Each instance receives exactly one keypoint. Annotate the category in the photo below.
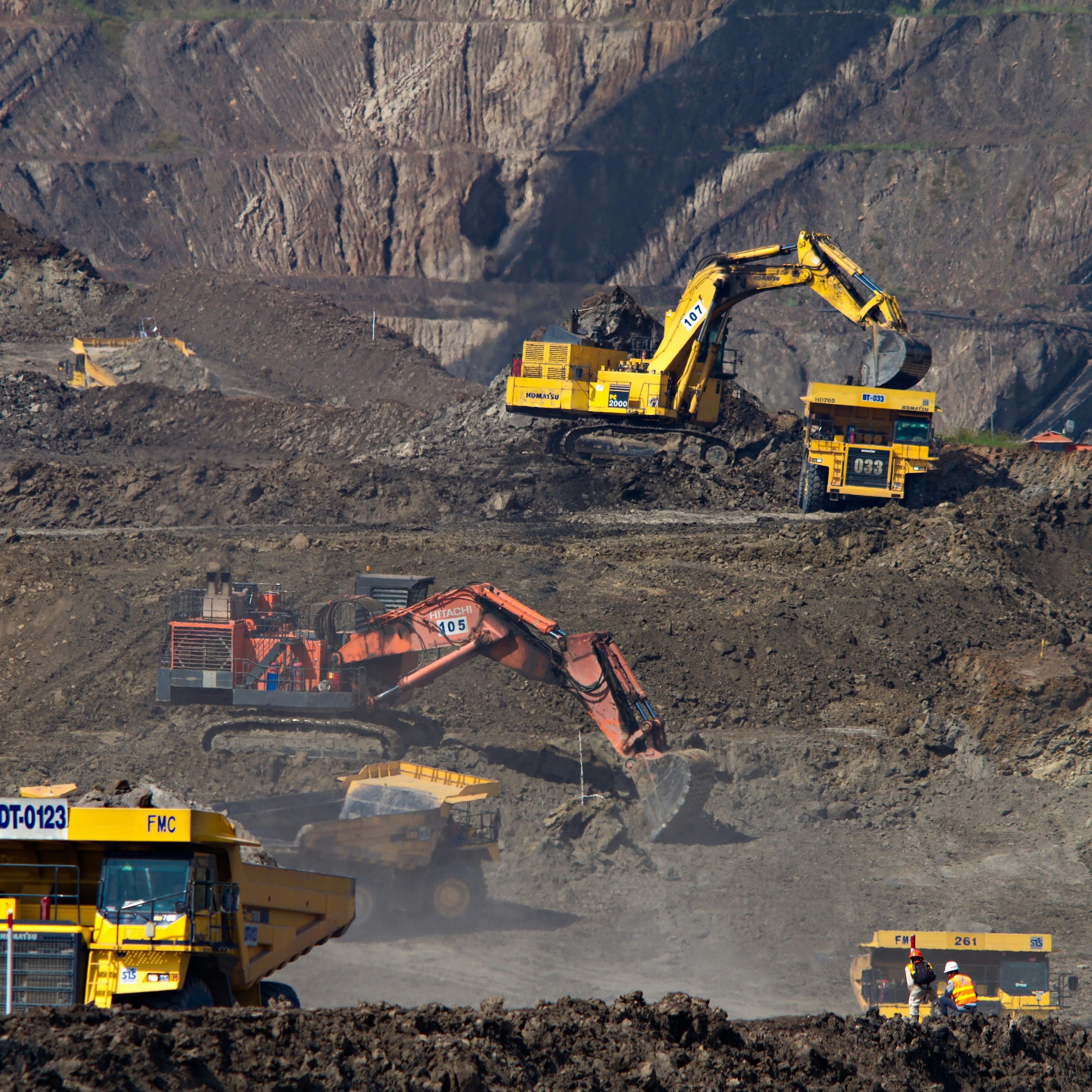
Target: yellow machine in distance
(1011, 971)
(865, 441)
(678, 385)
(153, 907)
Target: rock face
(423, 140)
(44, 287)
(604, 143)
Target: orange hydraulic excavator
(267, 657)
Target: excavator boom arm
(481, 620)
(695, 330)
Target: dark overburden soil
(677, 1044)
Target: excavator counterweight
(257, 653)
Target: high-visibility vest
(963, 991)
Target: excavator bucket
(898, 361)
(673, 789)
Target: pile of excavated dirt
(155, 361)
(678, 1043)
(613, 319)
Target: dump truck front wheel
(194, 995)
(456, 889)
(812, 492)
(278, 994)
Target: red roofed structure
(1055, 441)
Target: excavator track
(392, 742)
(716, 452)
(673, 789)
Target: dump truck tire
(455, 890)
(278, 993)
(813, 490)
(194, 995)
(913, 495)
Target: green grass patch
(983, 438)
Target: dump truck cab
(149, 906)
(1011, 971)
(865, 441)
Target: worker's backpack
(923, 974)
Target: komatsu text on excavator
(680, 387)
(245, 646)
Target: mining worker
(920, 980)
(959, 995)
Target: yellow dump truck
(865, 441)
(414, 837)
(150, 907)
(1011, 971)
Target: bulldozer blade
(673, 789)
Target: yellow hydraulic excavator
(681, 385)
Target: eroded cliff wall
(551, 141)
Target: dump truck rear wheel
(813, 490)
(913, 495)
(278, 993)
(456, 889)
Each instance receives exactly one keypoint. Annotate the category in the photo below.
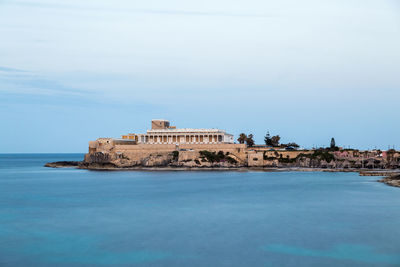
———
● WHAT YOU ARE ASKED TO DO
Locate every line in the data above that contains the string "yellow" and copy each of those lines. The match is case-sensitive.

● WRITTEN RESPONSE
Target: yellow machine in distance
Target: yellow dump truck
Target: yellow hydraulic excavator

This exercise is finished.